SUPPLIED MATERIAL:
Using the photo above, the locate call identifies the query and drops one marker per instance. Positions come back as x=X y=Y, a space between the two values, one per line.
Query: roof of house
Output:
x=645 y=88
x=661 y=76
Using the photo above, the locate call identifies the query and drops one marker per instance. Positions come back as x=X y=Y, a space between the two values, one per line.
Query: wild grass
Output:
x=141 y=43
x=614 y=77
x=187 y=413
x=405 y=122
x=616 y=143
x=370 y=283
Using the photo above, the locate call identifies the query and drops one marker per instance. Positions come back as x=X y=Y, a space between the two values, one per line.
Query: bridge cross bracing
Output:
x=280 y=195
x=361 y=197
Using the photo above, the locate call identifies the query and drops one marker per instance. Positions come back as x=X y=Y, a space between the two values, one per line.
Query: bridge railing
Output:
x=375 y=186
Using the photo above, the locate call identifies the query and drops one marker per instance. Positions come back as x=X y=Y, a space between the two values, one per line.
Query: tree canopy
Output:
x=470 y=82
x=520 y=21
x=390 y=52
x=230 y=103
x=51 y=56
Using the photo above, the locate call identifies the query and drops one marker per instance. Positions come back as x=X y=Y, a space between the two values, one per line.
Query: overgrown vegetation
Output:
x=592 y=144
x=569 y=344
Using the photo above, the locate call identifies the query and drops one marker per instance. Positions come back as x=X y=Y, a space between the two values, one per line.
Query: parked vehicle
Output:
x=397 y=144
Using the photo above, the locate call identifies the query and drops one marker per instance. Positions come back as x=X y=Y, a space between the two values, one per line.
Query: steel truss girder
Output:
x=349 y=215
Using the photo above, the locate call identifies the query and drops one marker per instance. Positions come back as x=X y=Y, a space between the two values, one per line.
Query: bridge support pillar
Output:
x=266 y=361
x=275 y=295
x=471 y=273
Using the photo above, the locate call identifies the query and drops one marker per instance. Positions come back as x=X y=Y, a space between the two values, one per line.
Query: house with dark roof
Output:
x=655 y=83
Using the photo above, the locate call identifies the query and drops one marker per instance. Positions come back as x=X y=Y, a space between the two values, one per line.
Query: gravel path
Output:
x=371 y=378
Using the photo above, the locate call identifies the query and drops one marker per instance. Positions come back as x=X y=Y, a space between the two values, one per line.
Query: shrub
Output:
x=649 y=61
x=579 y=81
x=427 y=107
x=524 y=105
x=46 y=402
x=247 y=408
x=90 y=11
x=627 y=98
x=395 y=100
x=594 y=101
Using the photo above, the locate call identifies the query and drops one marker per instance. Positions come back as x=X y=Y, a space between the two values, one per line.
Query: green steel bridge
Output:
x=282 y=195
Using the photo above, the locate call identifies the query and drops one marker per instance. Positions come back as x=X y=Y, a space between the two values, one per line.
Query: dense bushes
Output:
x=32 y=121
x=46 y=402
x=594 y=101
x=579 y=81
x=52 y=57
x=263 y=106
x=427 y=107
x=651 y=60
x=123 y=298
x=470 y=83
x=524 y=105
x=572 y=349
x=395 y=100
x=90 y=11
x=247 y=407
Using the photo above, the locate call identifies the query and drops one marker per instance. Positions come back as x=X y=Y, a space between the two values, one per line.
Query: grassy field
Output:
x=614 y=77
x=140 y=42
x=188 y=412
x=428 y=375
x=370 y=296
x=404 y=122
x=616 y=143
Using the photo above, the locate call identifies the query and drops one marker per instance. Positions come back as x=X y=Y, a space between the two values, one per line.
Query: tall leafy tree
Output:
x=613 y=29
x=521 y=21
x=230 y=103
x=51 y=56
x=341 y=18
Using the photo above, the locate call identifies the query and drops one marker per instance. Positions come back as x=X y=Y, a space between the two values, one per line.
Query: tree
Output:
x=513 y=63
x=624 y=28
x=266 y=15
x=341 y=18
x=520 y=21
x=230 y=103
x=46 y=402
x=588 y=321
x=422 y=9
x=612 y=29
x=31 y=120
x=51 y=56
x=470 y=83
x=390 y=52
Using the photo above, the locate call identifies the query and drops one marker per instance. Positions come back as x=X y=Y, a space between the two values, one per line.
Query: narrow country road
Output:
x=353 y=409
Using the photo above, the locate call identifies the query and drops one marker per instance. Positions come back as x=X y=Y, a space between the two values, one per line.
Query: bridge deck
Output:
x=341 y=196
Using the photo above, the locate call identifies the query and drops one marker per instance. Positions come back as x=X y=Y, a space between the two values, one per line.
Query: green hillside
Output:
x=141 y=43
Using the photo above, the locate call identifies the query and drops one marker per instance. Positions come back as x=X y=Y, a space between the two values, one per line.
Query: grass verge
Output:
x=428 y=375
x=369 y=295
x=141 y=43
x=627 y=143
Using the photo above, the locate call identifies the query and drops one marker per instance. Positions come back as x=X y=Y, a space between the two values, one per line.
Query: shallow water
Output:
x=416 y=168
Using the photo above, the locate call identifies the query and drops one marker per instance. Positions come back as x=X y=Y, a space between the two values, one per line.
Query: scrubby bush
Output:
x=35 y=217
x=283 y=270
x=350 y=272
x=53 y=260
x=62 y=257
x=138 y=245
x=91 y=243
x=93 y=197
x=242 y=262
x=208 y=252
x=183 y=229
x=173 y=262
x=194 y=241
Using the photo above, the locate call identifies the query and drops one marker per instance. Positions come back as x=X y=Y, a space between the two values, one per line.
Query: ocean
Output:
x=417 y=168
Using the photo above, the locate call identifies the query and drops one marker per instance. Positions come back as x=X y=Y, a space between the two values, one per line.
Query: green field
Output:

ABOUT THIS EXERCISE: When you reach the end of the records, set them all down again exactly.

ANSWER AREA:
Using the photo above, the locate call identifies the query and drops one marker per instance. Positions come back as x=X y=Y, a space between the two values, one per line.
Query: roof of house
Output:
x=645 y=88
x=661 y=76
Using the photo above, the locate call identifies the query and drops one marker per instance. Positions come back as x=X y=Y, a space between the two values, one per line.
Query: wild grass
Output:
x=141 y=43
x=614 y=77
x=187 y=413
x=405 y=122
x=616 y=143
x=370 y=283
Using the photo above, the locate call identifies the query and drops one marker per instance. Positions come back as x=X y=Y, a space between the two values, one per line.
Query: bridge cross bracing
Output:
x=280 y=195
x=361 y=197
Using the photo above, the locate call identifies the query and drops one marker per instance. Positions come back as x=X y=Y, a space between the two values, one per line.
Query: bridge railing
Output:
x=375 y=186
Using the photo above, the locate call identifies the query and drops one marker per instance. Positions come back as x=X y=Y, a space between the two values, one per line.
Query: tree canopy
Output:
x=470 y=82
x=520 y=21
x=390 y=52
x=230 y=103
x=51 y=56
Using the photo above, the locate call identifies the query and drops one marker per instance. Positions come back as x=X y=Y, a space between the two values, one per line.
Query: overgrown vegetation
Output:
x=592 y=144
x=569 y=344
Using the photo above, the locate call identifies the query and drops one marker per instance. Positions come back as x=X y=Y, a space between the two values, one per line.
Query: parked vehicle
Output:
x=397 y=144
Using the photo above, the locate call identifies the query and drops one marker per instance. Positions come back as x=X y=Y, a space between the two values, one per line.
Query: steel truss girder
Output:
x=349 y=215
Using the photo above, the locate call identifies the query and drops one marker per instance. Positions come back as x=X y=Y, a space between the two values, one per line.
Query: bridge support pillar
Output:
x=266 y=361
x=275 y=295
x=471 y=273
Using the photo above, the locate call identifies the query and drops one marker per instance. Positions come back as x=X y=Y, a space between the two values, one per line.
Query: house with dark roof
Output:
x=655 y=83
Using the photo above, the locate call identifies the query and drops one marker per instance. Positions come back as x=X y=Y, a space between the two values, one per line.
Query: gravel path
Output:
x=371 y=378
Using the photo above, the locate call identifies the query and drops one marker per instance. Positions come back as x=X y=Y, a space between the two values, one per line.
Query: shrub
Output:
x=649 y=61
x=579 y=81
x=427 y=107
x=524 y=105
x=46 y=402
x=247 y=408
x=90 y=11
x=627 y=98
x=395 y=100
x=594 y=101
Using the photo above, the locate call identifies the query and drops one marker per instance. Positions come back as x=X y=Y, a space between the two values, one per line.
Query: green steel bridge
Output:
x=282 y=195
Using the photo above, the locate call identifies the query and drops one marker per instance. Positions come back as x=X y=Y, a space between the two values, one per line.
Query: dense bushes
Output:
x=32 y=121
x=46 y=402
x=594 y=101
x=579 y=81
x=52 y=57
x=263 y=106
x=427 y=107
x=651 y=60
x=123 y=298
x=470 y=83
x=524 y=105
x=572 y=349
x=395 y=100
x=90 y=11
x=247 y=407
Using the photo above, the locate call identifies the query and drops one marker per instance. Positions come back as x=X y=Y, a space between the two values, one per line.
Query: grassy field
Output:
x=614 y=77
x=140 y=42
x=188 y=412
x=428 y=375
x=370 y=296
x=404 y=122
x=616 y=143
Using the photo above, the locate call identifies the query and drops one marker per instance. Positions come back as x=X y=Y, a space between the two values, one per line.
Query: tall leafy tree
Output:
x=613 y=29
x=521 y=21
x=230 y=103
x=51 y=56
x=341 y=18
Using the photo above, the locate call identifies the query and drops one marker per instance. Positions come back as x=X y=Y, a space between the two values, one per line.
Query: tree
Output:
x=513 y=63
x=624 y=28
x=266 y=15
x=341 y=18
x=520 y=21
x=230 y=103
x=46 y=402
x=588 y=321
x=422 y=9
x=612 y=29
x=31 y=120
x=51 y=56
x=470 y=83
x=390 y=52
Using the photo above, the locate call identifies the query and drops one marker per instance. Positions come back as x=X y=Y, a space between the two values, one per line.
Query: narrow country road
Output:
x=353 y=409
Using the photo above, the locate call identifies the query and drops one marker per instance. Positions come back as x=X y=Y, a space between the two values, one per line.
Query: bridge deck
Output:
x=341 y=196
Using the photo above, the locate call identifies the query and drops one marker per instance. Positions come back as x=X y=Y, a space between the two values, one per line.
Query: green hillside
Output:
x=141 y=43
Using the photo above, the locate call identifies the query and drops one marker per instance. Positions come back as x=X y=Y, a space between the two values, one per line.
Query: grass verge
Output:
x=428 y=375
x=369 y=295
x=141 y=43
x=627 y=143
Using the photo above, the locate call identifies the query and drops one marker per instance. Positions come back as x=X y=Y, a space between the two values, one per line.
Query: shallow water
Output:
x=416 y=168
Using the photo above, the locate call identifies the query and drops one marker per instance. Positions come back as x=X y=Y, a space between the two values, one per line.
Query: scrubby bush
Output:
x=35 y=217
x=283 y=270
x=350 y=272
x=53 y=260
x=62 y=257
x=138 y=245
x=91 y=243
x=93 y=197
x=242 y=262
x=208 y=252
x=183 y=229
x=173 y=262
x=194 y=241
Using the photo above, the locate call identifies the query and drops one marker per instance. Positions come back as x=X y=Y, a space between the two values, one per line.
Query: ocean
Output:
x=417 y=168
Using the photo above, the locate call identifies the query and drops one marker per instance. Positions come back as x=X y=Y, a space between the two values, one per line.
Query: green field
Output:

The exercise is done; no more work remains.